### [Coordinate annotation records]
• • • •

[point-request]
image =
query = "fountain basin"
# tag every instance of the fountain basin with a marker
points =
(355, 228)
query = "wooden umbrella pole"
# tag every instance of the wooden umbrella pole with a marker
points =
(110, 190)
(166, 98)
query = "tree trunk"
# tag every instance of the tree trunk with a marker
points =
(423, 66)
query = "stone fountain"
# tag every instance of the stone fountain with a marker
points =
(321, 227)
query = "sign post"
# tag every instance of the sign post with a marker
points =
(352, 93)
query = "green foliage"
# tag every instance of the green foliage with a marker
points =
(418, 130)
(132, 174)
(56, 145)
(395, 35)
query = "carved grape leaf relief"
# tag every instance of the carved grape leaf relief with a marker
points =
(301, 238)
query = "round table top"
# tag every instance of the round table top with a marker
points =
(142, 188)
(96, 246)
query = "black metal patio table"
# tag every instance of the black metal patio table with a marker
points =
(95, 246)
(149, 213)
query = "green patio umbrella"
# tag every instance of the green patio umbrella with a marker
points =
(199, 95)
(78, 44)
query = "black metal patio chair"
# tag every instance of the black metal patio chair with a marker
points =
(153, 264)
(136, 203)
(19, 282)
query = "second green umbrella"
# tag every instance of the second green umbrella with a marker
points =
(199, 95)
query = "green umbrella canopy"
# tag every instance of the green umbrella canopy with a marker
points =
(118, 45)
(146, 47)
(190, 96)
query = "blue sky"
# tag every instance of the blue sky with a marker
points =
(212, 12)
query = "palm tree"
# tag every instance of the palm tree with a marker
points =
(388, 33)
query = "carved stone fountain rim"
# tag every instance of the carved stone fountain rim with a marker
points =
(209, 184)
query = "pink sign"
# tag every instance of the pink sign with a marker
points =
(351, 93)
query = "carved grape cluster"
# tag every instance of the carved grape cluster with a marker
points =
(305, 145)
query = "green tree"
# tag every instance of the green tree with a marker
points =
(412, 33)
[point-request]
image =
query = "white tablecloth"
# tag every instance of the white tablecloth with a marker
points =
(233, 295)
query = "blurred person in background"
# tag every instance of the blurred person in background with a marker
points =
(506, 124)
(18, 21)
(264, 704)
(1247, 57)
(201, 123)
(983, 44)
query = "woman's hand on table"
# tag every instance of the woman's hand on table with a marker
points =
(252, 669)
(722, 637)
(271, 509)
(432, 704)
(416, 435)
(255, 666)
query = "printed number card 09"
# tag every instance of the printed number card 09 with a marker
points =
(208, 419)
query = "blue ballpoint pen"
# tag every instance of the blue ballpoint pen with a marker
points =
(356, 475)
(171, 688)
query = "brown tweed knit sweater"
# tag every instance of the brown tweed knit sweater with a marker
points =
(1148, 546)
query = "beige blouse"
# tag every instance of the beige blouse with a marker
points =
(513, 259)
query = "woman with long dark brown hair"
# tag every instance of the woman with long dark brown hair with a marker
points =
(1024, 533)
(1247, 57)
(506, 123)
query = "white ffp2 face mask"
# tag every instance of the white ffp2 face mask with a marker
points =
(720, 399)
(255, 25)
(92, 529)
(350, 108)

• • • •

### [WHAT YOU WILL DO]
The records above need to be transcribed in full. Keep every character unchanged.

### [EXERCISE ANSWER]
[point-request]
image =
query = "fountain basin"
# tag every instance of the fountain basin with a marker
points =
(355, 228)
query = "wooden umbrella pole"
# tag every instance of the wooden umbrella pole with a marker
points =
(110, 190)
(166, 98)
query = "tree trunk"
# tag every instance of the tree trunk with a marker
points =
(423, 66)
query = "stone fountain"
# tag every instance of the stone fountain with a marker
points =
(321, 227)
query = "sign post"
# tag every instance of the sign post with a marker
points =
(352, 93)
query = "green foliage"
# tag every instance of the green foliage with a marker
points =
(418, 130)
(132, 174)
(56, 145)
(395, 35)
query = "carved grape leaf relief"
# tag every instance of the carved grape leaf relief with a marker
points =
(301, 238)
query = "round table top"
# tag every instance of the round table top with a marker
points =
(142, 188)
(96, 246)
query = "black metal patio table"
# tag every instance of the black metal patio table with a marker
points =
(95, 246)
(149, 213)
query = "green patio umbrella"
# tag every instance of the green patio umbrella with a marker
points =
(199, 95)
(78, 44)
query = "black metal patio chair"
# tag every instance of the black metal patio chair with a marker
points =
(153, 264)
(136, 203)
(19, 282)
query = "second green umbrella"
# tag every instance of the second green umbrella with a marker
points =
(199, 95)
query = "green umbrella canopy"
# tag every instance of the green umbrella canopy with a marker
points =
(118, 45)
(146, 47)
(190, 96)
query = "blue sky"
# tag every instance of the blue sky with a marker
points =
(212, 12)
query = "palm tree"
# tag every instance of the palm tree with a marker
points =
(388, 33)
query = "carved stone fountain rim"
# tag every instance of the carved stone fountain rim with a marker
points =
(209, 184)
query = "pink sign"
# tag every instance of the pink sign with a marker
points =
(351, 93)
query = "carved grape cluster"
# tag every instance of the carved grape cluster with a marker
points =
(305, 145)
query = "green tree"
# tag every instance of the green tree with a marker
points =
(412, 33)
[point-request]
image =
query = "white tablecloth"
# tag every instance of the white tablecloth with a marker
points =
(233, 295)
query = "blurred person in background"
# tag every instance of the blurred person in background with a marker
points =
(506, 124)
(18, 21)
(264, 704)
(1247, 57)
(201, 123)
(983, 44)
query = "woman's hand on table"
# tag every instance of the woman's hand on table with a marker
points =
(252, 669)
(722, 637)
(271, 509)
(432, 704)
(416, 435)
(255, 666)
query = "printed number card 09"
# tag every instance of the printed number card 09 with a marker
points =
(208, 419)
query = "blue ballpoint pen"
# tag every instance of the blue ballpoint pen with a marker
points =
(356, 475)
(171, 688)
query = "brown tweed knit sweater"
# tag every instance of the brown tweed knit sweater with a marker
points =
(1148, 546)
query = "beige blouse"
# tag every instance of the beige blouse with a marker
points =
(513, 259)
query = "woman with long dark brown hair"
# tag every instance of the woman with long dark brown hair with a marker
points =
(1024, 533)
(1247, 57)
(506, 123)
query = "white ffp2 face mask"
# tag every instance of the white ffp2 face mask with a marker
points =
(720, 399)
(255, 25)
(92, 529)
(350, 108)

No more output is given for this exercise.